Records shown:
>>

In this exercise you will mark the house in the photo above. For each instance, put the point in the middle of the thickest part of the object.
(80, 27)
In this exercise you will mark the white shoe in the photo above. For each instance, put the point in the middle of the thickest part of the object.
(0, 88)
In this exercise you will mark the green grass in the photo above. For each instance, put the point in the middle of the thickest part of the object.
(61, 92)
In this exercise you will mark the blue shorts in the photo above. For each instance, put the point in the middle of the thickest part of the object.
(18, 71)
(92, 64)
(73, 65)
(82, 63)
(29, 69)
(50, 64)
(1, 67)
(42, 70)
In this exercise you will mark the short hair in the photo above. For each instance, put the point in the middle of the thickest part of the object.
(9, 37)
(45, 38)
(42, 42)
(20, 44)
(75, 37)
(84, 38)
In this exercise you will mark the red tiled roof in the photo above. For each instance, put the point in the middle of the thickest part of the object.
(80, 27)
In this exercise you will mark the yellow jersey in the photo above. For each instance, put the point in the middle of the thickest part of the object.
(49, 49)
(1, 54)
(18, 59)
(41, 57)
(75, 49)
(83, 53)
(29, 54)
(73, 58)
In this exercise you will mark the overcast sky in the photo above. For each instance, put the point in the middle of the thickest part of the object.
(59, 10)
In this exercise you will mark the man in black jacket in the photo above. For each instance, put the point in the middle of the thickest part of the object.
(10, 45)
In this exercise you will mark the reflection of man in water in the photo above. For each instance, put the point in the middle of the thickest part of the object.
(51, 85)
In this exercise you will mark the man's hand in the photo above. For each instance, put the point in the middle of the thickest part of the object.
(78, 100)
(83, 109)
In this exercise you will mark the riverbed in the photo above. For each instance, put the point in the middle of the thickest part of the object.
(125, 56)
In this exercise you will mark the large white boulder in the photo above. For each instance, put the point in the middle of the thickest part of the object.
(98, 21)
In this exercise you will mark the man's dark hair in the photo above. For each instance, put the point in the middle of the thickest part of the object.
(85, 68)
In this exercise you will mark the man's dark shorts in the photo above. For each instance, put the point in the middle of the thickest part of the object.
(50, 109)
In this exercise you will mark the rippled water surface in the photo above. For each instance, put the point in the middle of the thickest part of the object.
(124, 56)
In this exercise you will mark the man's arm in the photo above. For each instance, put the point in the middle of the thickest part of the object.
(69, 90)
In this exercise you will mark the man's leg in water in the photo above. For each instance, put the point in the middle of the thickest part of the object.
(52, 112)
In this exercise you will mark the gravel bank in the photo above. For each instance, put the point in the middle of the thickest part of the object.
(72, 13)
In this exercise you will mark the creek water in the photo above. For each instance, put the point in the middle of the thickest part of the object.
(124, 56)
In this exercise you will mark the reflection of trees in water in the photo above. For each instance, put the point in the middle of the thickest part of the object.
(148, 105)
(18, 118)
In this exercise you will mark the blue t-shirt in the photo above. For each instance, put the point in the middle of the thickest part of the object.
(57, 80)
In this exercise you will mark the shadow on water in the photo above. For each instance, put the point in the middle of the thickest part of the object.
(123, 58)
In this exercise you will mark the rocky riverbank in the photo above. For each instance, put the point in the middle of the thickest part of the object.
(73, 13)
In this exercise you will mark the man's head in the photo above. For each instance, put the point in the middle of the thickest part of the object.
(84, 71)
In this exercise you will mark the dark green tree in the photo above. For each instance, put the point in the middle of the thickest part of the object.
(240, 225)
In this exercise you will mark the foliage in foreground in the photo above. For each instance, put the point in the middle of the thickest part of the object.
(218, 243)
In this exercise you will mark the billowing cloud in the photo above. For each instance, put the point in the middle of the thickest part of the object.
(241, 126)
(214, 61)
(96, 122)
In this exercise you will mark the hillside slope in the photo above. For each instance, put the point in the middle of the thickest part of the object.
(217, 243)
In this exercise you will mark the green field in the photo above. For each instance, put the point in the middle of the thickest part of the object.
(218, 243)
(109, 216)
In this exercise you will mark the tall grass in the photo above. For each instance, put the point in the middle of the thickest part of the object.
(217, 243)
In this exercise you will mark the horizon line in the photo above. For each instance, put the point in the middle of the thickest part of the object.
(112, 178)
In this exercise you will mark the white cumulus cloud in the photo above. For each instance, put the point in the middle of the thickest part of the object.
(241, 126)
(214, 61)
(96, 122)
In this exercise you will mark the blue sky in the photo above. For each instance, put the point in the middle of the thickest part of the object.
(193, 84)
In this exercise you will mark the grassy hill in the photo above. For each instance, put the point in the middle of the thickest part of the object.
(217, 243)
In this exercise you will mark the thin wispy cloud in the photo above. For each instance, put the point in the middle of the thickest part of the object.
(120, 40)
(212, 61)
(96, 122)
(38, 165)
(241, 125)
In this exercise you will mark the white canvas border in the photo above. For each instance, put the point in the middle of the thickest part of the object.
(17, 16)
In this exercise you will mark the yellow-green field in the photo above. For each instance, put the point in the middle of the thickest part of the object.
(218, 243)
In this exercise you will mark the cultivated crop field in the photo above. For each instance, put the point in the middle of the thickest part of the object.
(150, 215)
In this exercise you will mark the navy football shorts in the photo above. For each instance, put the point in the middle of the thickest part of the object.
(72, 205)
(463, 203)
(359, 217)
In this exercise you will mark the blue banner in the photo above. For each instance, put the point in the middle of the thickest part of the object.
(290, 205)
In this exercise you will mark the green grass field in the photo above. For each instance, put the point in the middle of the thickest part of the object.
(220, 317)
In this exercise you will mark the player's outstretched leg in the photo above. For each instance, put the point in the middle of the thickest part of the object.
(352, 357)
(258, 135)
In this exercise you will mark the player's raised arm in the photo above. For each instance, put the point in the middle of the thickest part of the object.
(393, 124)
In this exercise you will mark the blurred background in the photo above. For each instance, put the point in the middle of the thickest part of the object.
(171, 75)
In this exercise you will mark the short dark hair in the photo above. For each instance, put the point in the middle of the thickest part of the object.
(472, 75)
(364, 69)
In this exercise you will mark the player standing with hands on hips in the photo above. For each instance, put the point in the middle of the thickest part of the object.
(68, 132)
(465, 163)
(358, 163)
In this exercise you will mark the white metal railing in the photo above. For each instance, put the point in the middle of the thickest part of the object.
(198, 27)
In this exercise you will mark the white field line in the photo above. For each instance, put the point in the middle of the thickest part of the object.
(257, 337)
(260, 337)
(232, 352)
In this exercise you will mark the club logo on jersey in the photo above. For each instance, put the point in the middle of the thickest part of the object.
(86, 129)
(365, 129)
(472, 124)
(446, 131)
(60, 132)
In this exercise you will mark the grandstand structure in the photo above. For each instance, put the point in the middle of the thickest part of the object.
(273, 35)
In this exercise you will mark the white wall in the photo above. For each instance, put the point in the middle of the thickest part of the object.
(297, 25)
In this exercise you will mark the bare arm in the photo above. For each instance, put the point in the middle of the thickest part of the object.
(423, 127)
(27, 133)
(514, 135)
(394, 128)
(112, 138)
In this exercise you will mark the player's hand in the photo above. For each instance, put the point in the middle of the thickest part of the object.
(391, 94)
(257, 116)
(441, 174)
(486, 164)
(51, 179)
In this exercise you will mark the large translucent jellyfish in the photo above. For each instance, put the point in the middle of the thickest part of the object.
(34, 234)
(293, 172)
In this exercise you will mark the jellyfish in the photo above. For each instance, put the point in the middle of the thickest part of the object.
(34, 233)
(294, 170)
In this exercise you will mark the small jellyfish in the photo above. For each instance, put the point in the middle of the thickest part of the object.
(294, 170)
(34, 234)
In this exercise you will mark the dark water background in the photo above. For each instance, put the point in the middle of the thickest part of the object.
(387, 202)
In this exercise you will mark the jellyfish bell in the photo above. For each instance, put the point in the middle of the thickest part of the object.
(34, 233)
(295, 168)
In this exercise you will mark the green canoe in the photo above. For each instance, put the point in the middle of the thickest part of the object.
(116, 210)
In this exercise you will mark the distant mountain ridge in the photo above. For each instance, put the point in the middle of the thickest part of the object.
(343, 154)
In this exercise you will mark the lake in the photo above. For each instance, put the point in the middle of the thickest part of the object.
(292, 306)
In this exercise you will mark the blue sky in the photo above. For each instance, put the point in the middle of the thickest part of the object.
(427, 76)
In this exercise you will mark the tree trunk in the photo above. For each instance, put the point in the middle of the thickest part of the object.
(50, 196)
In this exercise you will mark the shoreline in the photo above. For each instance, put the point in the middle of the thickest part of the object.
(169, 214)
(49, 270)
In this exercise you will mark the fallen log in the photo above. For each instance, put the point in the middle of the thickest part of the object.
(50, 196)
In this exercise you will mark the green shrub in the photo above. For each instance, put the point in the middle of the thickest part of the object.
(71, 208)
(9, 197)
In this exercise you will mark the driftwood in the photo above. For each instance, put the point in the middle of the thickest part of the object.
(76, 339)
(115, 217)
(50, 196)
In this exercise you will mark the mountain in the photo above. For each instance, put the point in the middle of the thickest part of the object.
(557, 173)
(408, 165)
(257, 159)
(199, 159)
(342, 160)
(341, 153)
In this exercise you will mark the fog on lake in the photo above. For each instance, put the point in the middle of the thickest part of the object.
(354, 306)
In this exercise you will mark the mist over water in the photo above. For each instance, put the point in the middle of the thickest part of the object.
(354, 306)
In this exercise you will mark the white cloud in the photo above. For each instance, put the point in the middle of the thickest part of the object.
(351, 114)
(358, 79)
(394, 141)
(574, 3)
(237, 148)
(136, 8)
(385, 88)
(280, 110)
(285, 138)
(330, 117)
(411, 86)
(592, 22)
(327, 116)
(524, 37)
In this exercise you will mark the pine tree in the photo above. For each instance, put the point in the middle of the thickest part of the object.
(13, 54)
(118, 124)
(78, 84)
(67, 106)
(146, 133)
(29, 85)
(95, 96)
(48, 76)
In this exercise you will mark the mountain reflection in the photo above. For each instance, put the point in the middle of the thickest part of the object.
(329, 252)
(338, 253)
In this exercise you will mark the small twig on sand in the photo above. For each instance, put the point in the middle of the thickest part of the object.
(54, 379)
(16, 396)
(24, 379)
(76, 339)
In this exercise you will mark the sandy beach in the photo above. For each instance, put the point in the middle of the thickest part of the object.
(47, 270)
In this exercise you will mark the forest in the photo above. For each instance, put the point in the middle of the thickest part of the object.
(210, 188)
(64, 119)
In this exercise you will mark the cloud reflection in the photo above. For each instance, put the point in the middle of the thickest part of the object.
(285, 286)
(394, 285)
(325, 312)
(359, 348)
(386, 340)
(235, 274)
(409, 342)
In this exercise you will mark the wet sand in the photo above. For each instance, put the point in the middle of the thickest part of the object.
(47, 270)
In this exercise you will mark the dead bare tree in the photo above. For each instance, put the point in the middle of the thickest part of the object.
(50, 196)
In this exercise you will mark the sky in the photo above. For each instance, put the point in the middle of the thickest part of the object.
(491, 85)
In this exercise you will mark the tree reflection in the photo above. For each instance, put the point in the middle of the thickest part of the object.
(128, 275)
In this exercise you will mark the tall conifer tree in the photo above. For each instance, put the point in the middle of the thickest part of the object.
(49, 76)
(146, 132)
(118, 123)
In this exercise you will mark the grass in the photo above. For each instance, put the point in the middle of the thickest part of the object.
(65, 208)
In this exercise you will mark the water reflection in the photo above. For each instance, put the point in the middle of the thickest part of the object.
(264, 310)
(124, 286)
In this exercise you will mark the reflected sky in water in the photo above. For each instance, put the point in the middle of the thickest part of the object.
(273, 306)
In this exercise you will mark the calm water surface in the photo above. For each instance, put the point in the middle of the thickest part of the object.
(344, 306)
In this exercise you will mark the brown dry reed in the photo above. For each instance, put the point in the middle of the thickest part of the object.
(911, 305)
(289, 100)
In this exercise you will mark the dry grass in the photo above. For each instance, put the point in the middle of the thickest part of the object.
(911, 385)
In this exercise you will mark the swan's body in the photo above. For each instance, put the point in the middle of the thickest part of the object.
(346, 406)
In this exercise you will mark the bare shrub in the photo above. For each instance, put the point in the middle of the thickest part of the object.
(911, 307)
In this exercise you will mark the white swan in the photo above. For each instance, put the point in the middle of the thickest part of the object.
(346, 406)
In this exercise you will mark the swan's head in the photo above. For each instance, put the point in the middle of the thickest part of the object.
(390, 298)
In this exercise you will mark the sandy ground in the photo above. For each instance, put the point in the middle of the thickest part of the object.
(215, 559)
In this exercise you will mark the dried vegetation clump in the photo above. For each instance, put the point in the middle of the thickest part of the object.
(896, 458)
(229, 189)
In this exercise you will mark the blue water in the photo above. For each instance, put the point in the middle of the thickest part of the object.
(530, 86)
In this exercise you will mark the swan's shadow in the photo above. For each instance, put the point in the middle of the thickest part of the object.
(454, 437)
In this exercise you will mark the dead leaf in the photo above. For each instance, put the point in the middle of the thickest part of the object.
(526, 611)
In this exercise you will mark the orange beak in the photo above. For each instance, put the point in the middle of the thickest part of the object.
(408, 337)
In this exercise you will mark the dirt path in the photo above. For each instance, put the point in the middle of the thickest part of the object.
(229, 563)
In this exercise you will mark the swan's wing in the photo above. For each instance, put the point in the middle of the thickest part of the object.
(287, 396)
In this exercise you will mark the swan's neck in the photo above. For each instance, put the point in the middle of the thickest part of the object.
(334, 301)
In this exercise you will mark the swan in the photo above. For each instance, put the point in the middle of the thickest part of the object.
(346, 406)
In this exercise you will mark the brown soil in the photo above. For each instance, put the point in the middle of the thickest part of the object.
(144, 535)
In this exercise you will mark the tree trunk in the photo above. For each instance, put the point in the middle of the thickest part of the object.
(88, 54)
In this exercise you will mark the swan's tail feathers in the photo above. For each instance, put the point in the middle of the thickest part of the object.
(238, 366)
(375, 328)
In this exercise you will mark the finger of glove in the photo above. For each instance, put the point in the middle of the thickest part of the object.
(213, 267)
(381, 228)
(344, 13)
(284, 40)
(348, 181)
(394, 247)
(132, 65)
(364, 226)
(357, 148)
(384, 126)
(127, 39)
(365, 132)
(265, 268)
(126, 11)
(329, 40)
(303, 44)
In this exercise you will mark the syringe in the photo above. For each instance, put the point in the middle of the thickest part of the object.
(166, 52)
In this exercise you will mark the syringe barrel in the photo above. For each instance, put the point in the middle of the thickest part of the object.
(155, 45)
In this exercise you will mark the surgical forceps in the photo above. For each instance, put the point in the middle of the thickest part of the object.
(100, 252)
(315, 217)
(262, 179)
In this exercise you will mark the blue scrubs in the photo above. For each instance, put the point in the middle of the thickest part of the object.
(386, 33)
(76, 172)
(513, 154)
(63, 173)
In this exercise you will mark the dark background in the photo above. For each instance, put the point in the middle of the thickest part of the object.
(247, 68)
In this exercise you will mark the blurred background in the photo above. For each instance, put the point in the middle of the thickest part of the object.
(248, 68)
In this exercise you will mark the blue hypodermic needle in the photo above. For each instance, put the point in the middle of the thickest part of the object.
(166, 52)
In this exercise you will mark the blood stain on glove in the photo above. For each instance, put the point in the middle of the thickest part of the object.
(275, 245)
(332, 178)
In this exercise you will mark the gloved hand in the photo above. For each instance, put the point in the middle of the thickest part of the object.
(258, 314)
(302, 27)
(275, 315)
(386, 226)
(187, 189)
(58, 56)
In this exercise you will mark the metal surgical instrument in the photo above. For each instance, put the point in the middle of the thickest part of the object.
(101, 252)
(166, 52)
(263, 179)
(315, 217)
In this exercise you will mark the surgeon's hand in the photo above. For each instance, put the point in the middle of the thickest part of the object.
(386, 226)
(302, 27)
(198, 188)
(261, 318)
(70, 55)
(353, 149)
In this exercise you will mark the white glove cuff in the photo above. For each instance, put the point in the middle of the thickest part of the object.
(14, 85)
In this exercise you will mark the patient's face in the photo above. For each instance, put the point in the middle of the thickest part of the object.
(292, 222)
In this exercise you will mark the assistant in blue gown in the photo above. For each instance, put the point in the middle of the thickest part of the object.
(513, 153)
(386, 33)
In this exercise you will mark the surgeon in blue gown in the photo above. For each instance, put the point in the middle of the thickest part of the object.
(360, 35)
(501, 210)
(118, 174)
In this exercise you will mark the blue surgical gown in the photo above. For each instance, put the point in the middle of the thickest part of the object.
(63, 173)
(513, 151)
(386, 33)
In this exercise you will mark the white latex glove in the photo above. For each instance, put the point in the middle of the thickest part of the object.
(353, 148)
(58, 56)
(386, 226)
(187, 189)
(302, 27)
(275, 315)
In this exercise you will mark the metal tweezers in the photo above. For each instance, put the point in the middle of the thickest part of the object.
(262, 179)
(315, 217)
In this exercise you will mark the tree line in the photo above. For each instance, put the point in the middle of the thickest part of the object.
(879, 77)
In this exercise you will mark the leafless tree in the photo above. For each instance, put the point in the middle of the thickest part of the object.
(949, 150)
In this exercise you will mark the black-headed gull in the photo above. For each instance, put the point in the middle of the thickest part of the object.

<<

Your instructions:
Repeat precisely the lines of the data starting at the one containing "In this exercise you will mark the surgeon's", last line included.

Reply:
In this exercise you will mark the surgeon's hand in the photo above. For each instance, put the point in the middle of the thickest part of the object.
(386, 226)
(302, 27)
(198, 188)
(261, 318)
(70, 55)
(353, 149)
In this exercise you will mark the white glove cuff in the photo above. For each instance, put the point in the middle of the thickest part of the object.
(14, 85)
In this exercise you will mark the patient's face in the photo above. For each instance, put the point in the middle of the thickest part of the object.
(292, 222)
In this exercise you will mark the assistant in blue gown in the photo above. For each instance, put the point in the middle of the thickest part of the object.
(513, 153)
(386, 33)
In this exercise you will mark the surgeon in blue gown in the photo above. For each instance, put the point in the middle of the thickest part of the object.
(360, 35)
(501, 210)
(118, 174)
In this exercise you will mark the blue surgical gown in the photo above. For each instance, put the point in the middle of the thickest part of the object.
(63, 173)
(513, 151)
(386, 33)
In this exercise you will mark the white latex glove in the photo above. For each instance, put the point in the middle of the thickest part of the object.
(353, 148)
(58, 56)
(386, 226)
(187, 189)
(302, 27)
(275, 315)
In this exercise you will mark the metal tweezers in the photo above. For each instance, put the point in the middle of the thickest part of the object.
(262, 179)
(315, 217)
In this exercise you will mark the tree line in the photo above. For each instance, put the point in the middle of the thickest part of the object.
(879, 77)
In this exercise you will mark the leafless tree in the photo above. For each instance, put the point in the middle of the thickest part of the object.
(949, 150)
In this exercise you will mark the black-headed gull in the photo above. For each instance, put the point in the middle of the thickest part of the object.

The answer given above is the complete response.